(What is being asked):
Swap "dirt path" for "gravel road" in the data from the line containing "If you could tag every instance of the dirt" through the line containing "point(537, 424)", and change nothing else. Leave the pictures out.

(Material for the task):
..............................

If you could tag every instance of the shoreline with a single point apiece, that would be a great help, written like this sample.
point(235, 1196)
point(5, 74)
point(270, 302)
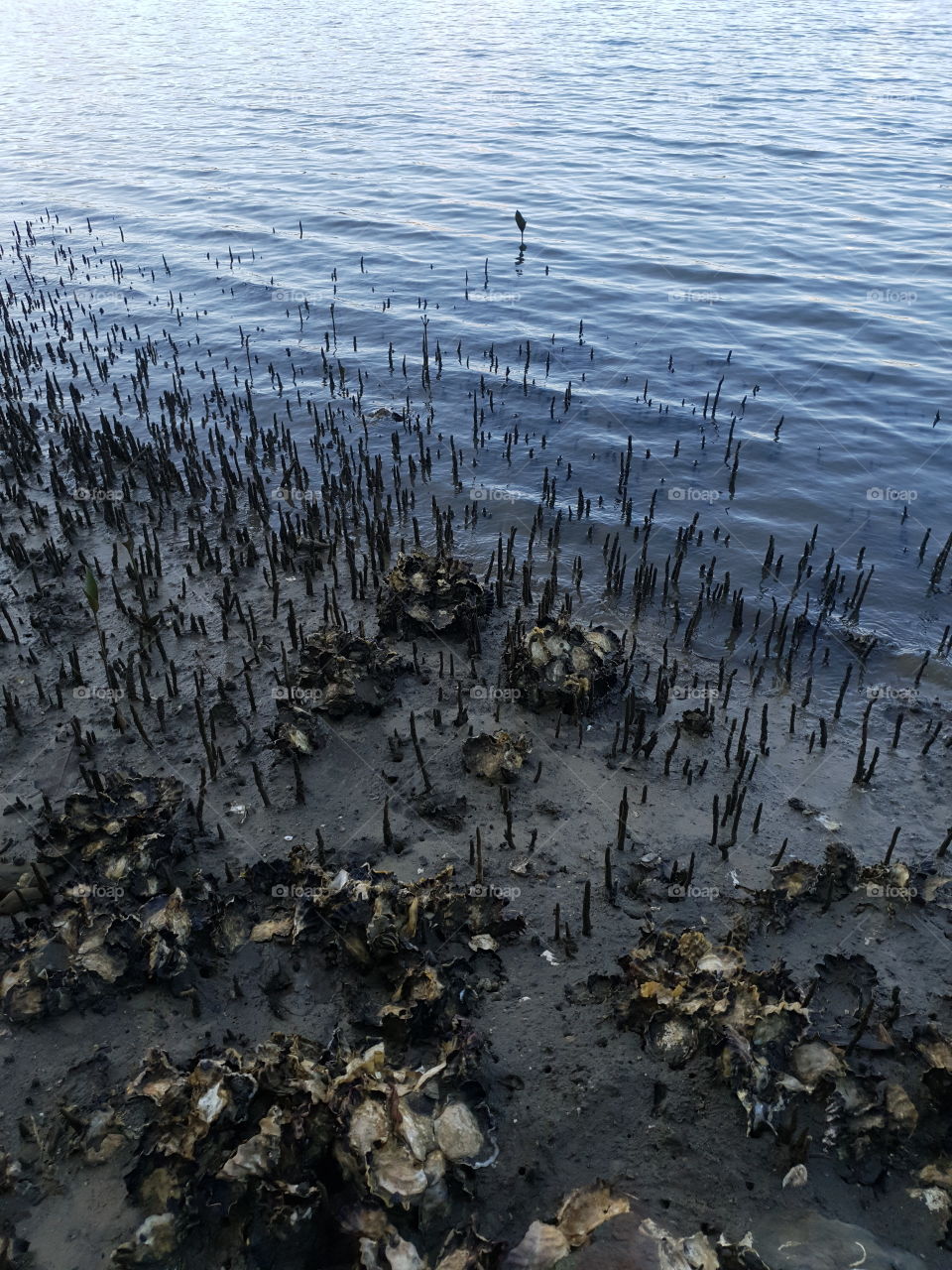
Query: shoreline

..............................

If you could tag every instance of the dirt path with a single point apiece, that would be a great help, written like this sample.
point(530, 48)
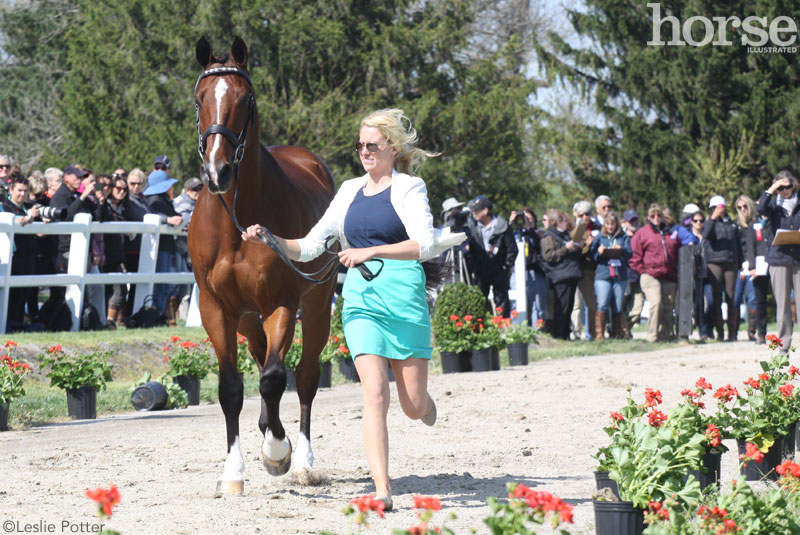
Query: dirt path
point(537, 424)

..............................

(Solution to this problem):
If you could tag every instance of the gravel road with a single point apiece, that would be a great help, written like this sample.
point(530, 48)
Query: gravel road
point(537, 424)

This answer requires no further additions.